• [Work request] Print every record word for word.

%%

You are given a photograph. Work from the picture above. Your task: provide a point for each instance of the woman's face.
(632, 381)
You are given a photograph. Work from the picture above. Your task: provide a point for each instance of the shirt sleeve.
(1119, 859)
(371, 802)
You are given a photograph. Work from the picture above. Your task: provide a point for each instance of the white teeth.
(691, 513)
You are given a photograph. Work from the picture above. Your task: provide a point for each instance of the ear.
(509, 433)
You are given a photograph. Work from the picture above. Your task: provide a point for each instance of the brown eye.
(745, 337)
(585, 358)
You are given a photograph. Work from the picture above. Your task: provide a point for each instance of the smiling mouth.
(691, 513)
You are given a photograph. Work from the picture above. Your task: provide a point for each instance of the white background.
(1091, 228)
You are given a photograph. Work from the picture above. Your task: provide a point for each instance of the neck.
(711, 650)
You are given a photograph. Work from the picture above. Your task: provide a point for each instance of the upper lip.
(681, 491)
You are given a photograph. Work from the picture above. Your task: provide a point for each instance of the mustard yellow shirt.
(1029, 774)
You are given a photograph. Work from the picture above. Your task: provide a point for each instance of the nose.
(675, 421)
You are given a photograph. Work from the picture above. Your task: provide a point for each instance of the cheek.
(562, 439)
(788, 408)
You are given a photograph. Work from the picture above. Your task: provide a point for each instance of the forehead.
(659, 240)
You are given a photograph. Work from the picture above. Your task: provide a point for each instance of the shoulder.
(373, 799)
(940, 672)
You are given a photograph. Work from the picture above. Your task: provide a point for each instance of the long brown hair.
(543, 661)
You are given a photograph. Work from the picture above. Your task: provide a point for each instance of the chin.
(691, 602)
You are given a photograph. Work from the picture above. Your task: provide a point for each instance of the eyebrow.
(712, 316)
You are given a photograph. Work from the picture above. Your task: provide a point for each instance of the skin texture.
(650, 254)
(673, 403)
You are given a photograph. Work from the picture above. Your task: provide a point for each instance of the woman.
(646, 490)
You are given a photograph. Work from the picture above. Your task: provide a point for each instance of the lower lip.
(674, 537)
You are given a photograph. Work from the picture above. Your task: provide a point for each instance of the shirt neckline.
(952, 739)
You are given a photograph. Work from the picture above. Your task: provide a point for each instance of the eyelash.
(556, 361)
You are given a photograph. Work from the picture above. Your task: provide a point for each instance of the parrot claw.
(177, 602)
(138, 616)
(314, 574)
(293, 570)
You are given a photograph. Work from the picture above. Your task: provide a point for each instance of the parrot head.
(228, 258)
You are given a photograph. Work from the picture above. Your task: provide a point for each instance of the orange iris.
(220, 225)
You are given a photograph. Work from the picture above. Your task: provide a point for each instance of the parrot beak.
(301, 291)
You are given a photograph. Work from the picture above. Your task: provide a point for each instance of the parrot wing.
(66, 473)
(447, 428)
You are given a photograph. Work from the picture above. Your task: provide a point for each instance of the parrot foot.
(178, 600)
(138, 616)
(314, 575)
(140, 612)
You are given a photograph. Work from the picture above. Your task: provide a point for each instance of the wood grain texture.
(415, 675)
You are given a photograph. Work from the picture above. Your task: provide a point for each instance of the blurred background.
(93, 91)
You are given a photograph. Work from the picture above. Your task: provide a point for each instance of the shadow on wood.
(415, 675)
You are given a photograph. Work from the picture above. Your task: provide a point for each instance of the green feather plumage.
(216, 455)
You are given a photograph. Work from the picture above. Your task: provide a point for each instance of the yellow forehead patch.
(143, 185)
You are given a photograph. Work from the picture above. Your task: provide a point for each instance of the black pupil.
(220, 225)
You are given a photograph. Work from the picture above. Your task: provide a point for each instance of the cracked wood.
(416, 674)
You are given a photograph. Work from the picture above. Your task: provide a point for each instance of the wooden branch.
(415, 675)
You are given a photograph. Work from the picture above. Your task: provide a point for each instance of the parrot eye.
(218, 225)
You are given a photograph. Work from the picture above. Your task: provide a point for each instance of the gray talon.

%%

• [Task output]
You are given a photograph. Work from the picture above. Your task: provide a point for each instance of the woman's face.
(632, 381)
You are given a photograph. Work from the picture above. Your task: provide a point for each instance of the shirt sleeve.
(1119, 859)
(371, 802)
You are given a photograph. Work from the picture above. Your task: provide a point for each instance of the white teeth.
(691, 513)
You are given a photograph. Work from the picture above. Your task: provide a point for each instance of the ear.
(509, 433)
You are given a photograph. Work from the picture above. Your task: provide a point for each instance of the brown eye.
(745, 337)
(585, 358)
You are given a photograph. Work from the picture above. Your task: provide a point for each instance of the smiling mouth.
(691, 513)
You are given a photograph. Work from the picture above. Your task: provide a point for each instance of the white background.
(1091, 228)
You are given a photograph. Work from the picture above. Your task: provide a point for each instance of the neck.
(711, 650)
You are given a photograph. Work from the picture above. Your task: provide a point for each instance of the upper lip.
(681, 491)
You are given a photograph. Work from the picture above. Your task: provide a point for each instance of the mustard yellow shirt.
(1029, 774)
You are given a photograph. Work from the picture above. Your task: provide a point for each instance of the nose.
(675, 421)
You are given a photograph. Work from the picture above. Your task: provide a point for each instance of the cheek.
(562, 439)
(788, 408)
You are given a photograph. Work from the picture above. Your task: provide a point for each instance of the forehead.
(659, 240)
You are given a photograph. Work from the picture above. Your task: provide a point for each instance of the shoulder.
(373, 799)
(940, 672)
You are given a photograph. Work from the picture above. Your task: provide a point for each instance of the long brown hair.
(543, 661)
You are given a photograph. Work from the picture above. Your task: provide a point for each instance of the chin.
(691, 602)
You are given a photograph. Work from the picture above. Your task: provide a point for each instance of the eyebrow.
(712, 316)
You are given a photograph. Work from the picture above. Your task: provide a point for each instance of the skin texture.
(650, 254)
(673, 403)
You are given a photograph. Work from the picture above. Your task: provide a point for each instance of the woman.
(646, 490)
You are given a photograph. Work from the picture above. Your task: provide a point for each instance of the lower lip.
(674, 537)
You are given a photograph. Work from the picture above. Your task: provide a point for each instance of the shirt neckline.
(952, 739)
You are given a photograph. Work from the picture above. Your task: provide a point for each instance of the eyelash.
(556, 361)
You are given a photograph. Work from the picture above. Your task: provide a point for each instance of the parrot claw.
(177, 602)
(138, 616)
(314, 574)
(293, 570)
You are given a photograph. Work from the picture above. Your task: provide a point for each instance of the parrot head.
(228, 258)
You are given a photograph. Work from the picture above. Your task: provide a point for each instance of the orange iris.
(220, 225)
You are given a photograph. Work from the picture above. Your task: provide a point for each instance of the parrot beak.
(301, 291)
You are given a photograph. Work from the picture above. Your task: provide a point for each instance of the parrot wing.
(66, 473)
(447, 428)
You are given a photograph. Work from the picture above. Your task: provide a point for each instance of the parrot foot.
(178, 600)
(138, 616)
(314, 575)
(140, 612)
You are given a photograph. Work from the picture above. Your task: provide a point for each instance of the wood grain texture.
(415, 675)
You are given a photograph. Work from the picture above. Your task: provide a point for each instance of the blurred background.
(93, 91)
You are given a photograph. Work from the picture above. Your task: provide a point for each instance of the shadow on wood.
(415, 675)
You are given a photograph. Work from the picture above. Your task: provide a point for each instance of the green feather plumage.
(216, 455)
You are given a photograph. Work from the picture above. Your task: provide a point for each instance of the yellow forehead patch.
(143, 185)
You are given a photograph. Work from the picture above. Your task: provide a point for each instance of the black pupil.
(220, 225)
You are given a photograph. Work from the picture above. Your task: provide a point for each instance of the cracked wood.
(416, 674)
You are given a photograph. Work from the picture above. Your task: provide a point for each instance of the wooden branch.
(415, 675)
You are given a photograph. Work from the picture above. Your task: provide a point for each instance of the parrot eye.
(218, 225)
You are given a photograph. Work from the picture above. Your task: provide a point for each instance of the gray talon.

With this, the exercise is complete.